DATA:
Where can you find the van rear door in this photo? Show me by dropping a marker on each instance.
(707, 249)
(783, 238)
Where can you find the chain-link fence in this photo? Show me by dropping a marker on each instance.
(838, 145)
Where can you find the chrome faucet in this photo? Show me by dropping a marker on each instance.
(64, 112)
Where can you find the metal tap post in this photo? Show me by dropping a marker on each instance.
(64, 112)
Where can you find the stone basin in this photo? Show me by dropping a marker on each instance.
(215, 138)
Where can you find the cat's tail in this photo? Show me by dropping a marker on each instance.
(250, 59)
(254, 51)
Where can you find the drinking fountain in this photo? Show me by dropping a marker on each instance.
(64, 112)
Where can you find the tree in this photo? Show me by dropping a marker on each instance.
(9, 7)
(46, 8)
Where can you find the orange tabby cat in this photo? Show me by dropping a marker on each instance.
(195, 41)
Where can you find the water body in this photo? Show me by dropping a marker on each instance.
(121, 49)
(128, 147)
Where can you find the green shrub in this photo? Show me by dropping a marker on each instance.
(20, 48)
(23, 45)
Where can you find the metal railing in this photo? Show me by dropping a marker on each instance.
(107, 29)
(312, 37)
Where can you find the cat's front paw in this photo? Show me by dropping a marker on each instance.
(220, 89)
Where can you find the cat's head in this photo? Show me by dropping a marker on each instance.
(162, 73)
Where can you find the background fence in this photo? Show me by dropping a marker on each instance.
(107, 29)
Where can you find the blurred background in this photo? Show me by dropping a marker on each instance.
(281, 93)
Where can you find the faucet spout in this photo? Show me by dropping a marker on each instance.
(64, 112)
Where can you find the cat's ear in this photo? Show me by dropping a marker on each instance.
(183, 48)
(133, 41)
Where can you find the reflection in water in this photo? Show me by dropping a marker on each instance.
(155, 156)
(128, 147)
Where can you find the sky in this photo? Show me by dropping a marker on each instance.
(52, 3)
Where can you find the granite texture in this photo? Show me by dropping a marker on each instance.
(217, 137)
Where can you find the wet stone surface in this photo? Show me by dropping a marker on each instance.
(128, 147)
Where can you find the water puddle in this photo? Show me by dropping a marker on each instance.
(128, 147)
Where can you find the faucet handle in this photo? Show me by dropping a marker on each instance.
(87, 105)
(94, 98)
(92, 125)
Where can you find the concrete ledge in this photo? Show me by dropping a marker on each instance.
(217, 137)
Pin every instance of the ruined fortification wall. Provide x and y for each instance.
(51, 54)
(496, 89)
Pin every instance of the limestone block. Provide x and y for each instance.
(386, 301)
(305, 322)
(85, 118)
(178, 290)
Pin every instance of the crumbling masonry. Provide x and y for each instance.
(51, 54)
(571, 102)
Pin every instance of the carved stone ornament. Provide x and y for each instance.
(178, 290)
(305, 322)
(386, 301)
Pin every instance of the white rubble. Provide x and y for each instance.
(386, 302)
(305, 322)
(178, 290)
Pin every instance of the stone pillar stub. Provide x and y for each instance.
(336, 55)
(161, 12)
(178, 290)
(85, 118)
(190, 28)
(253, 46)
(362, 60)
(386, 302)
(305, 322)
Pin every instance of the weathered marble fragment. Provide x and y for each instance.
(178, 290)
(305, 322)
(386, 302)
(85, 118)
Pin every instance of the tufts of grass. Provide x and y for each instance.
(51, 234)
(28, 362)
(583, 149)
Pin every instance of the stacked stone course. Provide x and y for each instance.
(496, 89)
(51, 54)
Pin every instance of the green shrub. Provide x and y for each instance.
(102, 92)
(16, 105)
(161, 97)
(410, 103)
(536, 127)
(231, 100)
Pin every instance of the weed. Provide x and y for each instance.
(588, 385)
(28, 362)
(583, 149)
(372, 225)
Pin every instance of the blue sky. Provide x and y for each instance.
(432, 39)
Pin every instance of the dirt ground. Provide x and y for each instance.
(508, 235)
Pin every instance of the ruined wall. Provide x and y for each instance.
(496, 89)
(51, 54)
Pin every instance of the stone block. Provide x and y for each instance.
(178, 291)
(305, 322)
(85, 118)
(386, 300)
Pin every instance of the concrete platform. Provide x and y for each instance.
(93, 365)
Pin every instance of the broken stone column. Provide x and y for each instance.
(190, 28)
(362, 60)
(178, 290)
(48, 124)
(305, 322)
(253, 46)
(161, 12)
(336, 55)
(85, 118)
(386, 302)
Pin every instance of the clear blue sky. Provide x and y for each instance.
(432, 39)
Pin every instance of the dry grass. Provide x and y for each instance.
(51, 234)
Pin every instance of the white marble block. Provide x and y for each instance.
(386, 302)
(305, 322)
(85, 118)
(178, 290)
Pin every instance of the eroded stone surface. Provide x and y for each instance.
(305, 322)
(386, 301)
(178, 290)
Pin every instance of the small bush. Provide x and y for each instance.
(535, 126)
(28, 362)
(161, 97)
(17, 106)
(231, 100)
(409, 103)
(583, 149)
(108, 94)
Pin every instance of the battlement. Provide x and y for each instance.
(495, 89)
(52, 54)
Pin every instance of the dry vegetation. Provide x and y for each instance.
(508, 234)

WHAT TO WORK ON: All of the data above should be duplicated exactly.

SOLUTION TO THIS EXERCISE:
Where can you find the van rear door in this photo? Show me by dropping a marker on each instance.
(707, 249)
(783, 238)
Where can you find the chain-link fence in this photo? Show me by dropping a marker on each instance.
(838, 145)
Where can you find the chrome faucet in this photo? Show me by dropping a marker on each instance.
(64, 112)
Where can you find the metal tap post in this photo? Show me by dropping a marker on each instance.
(64, 112)
Where can you find the stone basin in this photo? Show me by dropping a marker on each instance.
(215, 138)
Where can you find the cat's tail in this photo? Show me by dropping a marker on each instance.
(250, 59)
(254, 51)
Where can you find the drinking fountain in this photo? Show me by dropping a marker on each instance.
(64, 112)
Where can you find the tree in this photo? Show me by dropping a marker on each instance.
(9, 7)
(46, 8)
Where can you find the orange tabby cat in this photo? Show me by dropping a marker on each instance.
(195, 41)
Where can you find the water body in this photo? Show me by dropping a marker on each instance.
(121, 49)
(128, 147)
Where can you find the green shrub in this photo? Show me by dropping a marker on each instance.
(20, 48)
(23, 45)
Where can you find the metal railing in this photo? Show me by dropping a marker on each instance.
(107, 29)
(312, 37)
Where can you find the cat's front paw in this photo? Show me by dropping a marker on each instance.
(220, 89)
Where can you find the cat's head in this photo? Show me by dropping a marker on each instance.
(162, 73)
Where can you find the background fence in this photo? Show me by dropping a marker on each instance.
(107, 29)
Where can you find the blurred background in this photo? Show me by dropping a marker on each instance.
(281, 93)
Where can you find the faucet spout in this photo? Show me by dropping a marker on each instance.
(64, 112)
Where can you find the cat's ear in this photo? Show me by dropping a marker on each instance.
(183, 48)
(133, 41)
Where can you find the reflection in water in this photo? Show me by dropping a marker on each instance.
(155, 156)
(128, 147)
Where can you find the sky in this photo? Show me by dropping a marker on each instance.
(52, 3)
Where can you find the granite texture in this photo? Show me by dropping a marker on each instance.
(217, 137)
Where can you find the wet stone surface in this photo? Show me by dropping a marker on each instance.
(128, 147)
Where can you find the water puddle in this photo? Show me by dropping a marker on each instance.
(128, 147)
Where can you find the faucet handle in this photo? Show me by dropping a marker on each instance.
(87, 105)
(94, 98)
(92, 125)
Where can you find the concrete ledge in this photo? Show me by dropping a marker on each instance.
(217, 137)
Pin every instance of the ruined fortification wall. Provide x and y for each instance.
(51, 54)
(496, 89)
Pin every instance of the limestone block. Provide x and y for each instance.
(386, 301)
(305, 322)
(85, 118)
(178, 290)
Pin every instance of the crumbling masonry. Provide x and y for each instance.
(51, 54)
(571, 102)
Pin every instance of the carved stone ornament. Provide x and y for each instance.
(178, 290)
(305, 322)
(386, 301)
Pin every instance of the white rubble. Provide x and y for each instance.
(386, 302)
(305, 322)
(178, 290)
Pin every instance of the stone pillar stub. Provide x and y for each instance.
(336, 55)
(161, 12)
(178, 290)
(85, 118)
(190, 28)
(253, 46)
(362, 60)
(386, 302)
(305, 322)
Pin every instance of the weathered marble fragment. Provide x and y for each instance.
(178, 290)
(305, 322)
(386, 302)
(85, 118)
Pin every instance of the tufts of grass. Provide x and y for each instance.
(51, 234)
(28, 362)
(583, 149)
Pin every instance of the stacked stone course. Provide x and y for each instance.
(496, 89)
(51, 54)
Pin every instance of the green shrub. Provide x and y for each instance.
(102, 92)
(16, 105)
(161, 97)
(410, 103)
(536, 127)
(231, 100)
Pin every instance of the weed. Provide x and y for each instance.
(588, 385)
(28, 362)
(583, 149)
(372, 225)
Pin every instance of the blue sky. Provide x and y for each instance.
(432, 39)
Pin every instance of the dirt ground. Provide x and y for each instance.
(508, 235)
Pin every instance of the ruined wall. Provide x and y for each instance.
(496, 89)
(51, 54)
Pin every instance of the stone block. Provide x and y for each instance.
(178, 291)
(305, 322)
(85, 118)
(386, 300)
Pin every instance of the concrete platform. Provide x and y for each instance.
(93, 365)
Pin every instance of the broken stone column. Provide x and y for each instance.
(190, 28)
(362, 60)
(178, 290)
(48, 124)
(305, 322)
(253, 46)
(161, 12)
(336, 55)
(85, 118)
(386, 302)
Pin every instance of the clear blue sky. Provide x and y for each instance.
(432, 39)
Pin every instance of the dry grass. Provide x and y for each instance.
(51, 234)
Pin every instance of the white marble block. Provide x and y for each instance.
(386, 302)
(305, 322)
(85, 118)
(178, 290)
Pin every instance of the eroded stone surface. Provide x and y for each instance.
(305, 322)
(386, 301)
(178, 290)
Pin every instance of the small bush. Provide x and y for each instance.
(535, 126)
(28, 362)
(161, 97)
(17, 106)
(231, 100)
(409, 103)
(583, 149)
(108, 94)
Pin every instance of the battlement. Provide x and y for each instance.
(495, 89)
(52, 54)
Pin every instance of the dry vegetation. Provide x and y for each instance.
(508, 234)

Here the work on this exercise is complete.